(Records from a collection)
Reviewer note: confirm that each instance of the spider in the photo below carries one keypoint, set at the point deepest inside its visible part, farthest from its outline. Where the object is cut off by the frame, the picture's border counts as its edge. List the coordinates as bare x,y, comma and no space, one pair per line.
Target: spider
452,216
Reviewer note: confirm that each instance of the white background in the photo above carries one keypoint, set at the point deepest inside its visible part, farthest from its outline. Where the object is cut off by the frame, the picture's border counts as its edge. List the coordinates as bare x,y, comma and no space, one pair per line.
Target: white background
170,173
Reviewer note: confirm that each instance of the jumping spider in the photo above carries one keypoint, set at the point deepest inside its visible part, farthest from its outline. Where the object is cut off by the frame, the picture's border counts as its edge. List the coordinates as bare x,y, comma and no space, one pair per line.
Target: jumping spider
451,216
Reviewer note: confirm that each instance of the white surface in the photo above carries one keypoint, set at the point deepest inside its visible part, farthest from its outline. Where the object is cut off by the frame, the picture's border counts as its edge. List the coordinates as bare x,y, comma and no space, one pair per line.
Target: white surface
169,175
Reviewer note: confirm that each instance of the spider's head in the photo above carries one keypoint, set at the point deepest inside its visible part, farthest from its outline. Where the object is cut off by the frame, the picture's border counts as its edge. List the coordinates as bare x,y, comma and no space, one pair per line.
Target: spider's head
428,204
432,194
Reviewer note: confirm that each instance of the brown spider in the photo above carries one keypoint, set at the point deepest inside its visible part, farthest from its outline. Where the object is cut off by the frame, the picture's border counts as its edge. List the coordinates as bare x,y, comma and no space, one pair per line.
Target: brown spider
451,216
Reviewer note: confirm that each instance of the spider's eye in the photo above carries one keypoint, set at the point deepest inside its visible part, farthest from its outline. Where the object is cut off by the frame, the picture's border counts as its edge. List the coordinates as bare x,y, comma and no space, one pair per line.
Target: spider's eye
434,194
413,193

# INSTRUCTIONS FOR THE TASK
Every entry should be duplicated exactly as written.

# SOLUTION
Reviewer note: confirm that each instance of the spider in the photo below carries one keypoint, set at the point deepest inside its visible part, farthest from its outline. Where the object is cut off by the frame, the picture's border counts as its edge. List the coordinates as bare x,y, comma and no space, one pair per line.
Target: spider
452,216
Reviewer note: confirm that each instance of the white background in the photo above carries one keypoint, set at the point deepest inside its visible part, farthest from its outline. Where the object is cut off by the frame, the picture's border counts as its edge. List the coordinates as bare x,y, comma and no space, one pair per line.
Target: white background
170,173
Reviewer note: confirm that each instance of the jumping spider in the photo above carries one keypoint, set at the point deepest inside its visible part, farthest from its outline. Where the object is cut off by the frame, the picture's border counts as its edge. List the coordinates as bare x,y, comma and no space, one pair per line.
Target: jumping spider
451,216
Reviewer note: confirm that each instance of the white surface in the photo above carries one keypoint, set at the point deepest inside its visible part, farthest from its outline. Where the object is cut off by the frame, the picture's border counts as its edge. List the coordinates as bare x,y, comma and no space, one pair per line.
Target: white surface
169,175
Reviewer note: confirm that each instance of the spider's head in the photo above carries one keypoint, set at the point deepest inside its visible part, farthest from its outline. Where the object is cut off by the frame, the picture's border counts as its edge. List the coordinates as bare x,y, comma and no space, one pair per line.
Target: spider's head
428,204
432,194
Reviewer note: confirm that each instance of the brown spider in the photo above carries one keypoint, set at the point deepest inside its visible part, farthest from its outline. Where the object is cut off by the frame, the picture's border counts as its edge. List the coordinates as bare x,y, comma and no space, one pair per line.
Target: brown spider
451,216
Reviewer note: confirm that each instance of the spider's eye in the photo above carries one keypoint, set at the point deepest inside its visible part, farthest from its outline. Where the object is cut off by the frame, the picture's border counts as its edge. List the coordinates as bare x,y, comma and no space, one pair per line.
Target: spider's eye
434,194
413,193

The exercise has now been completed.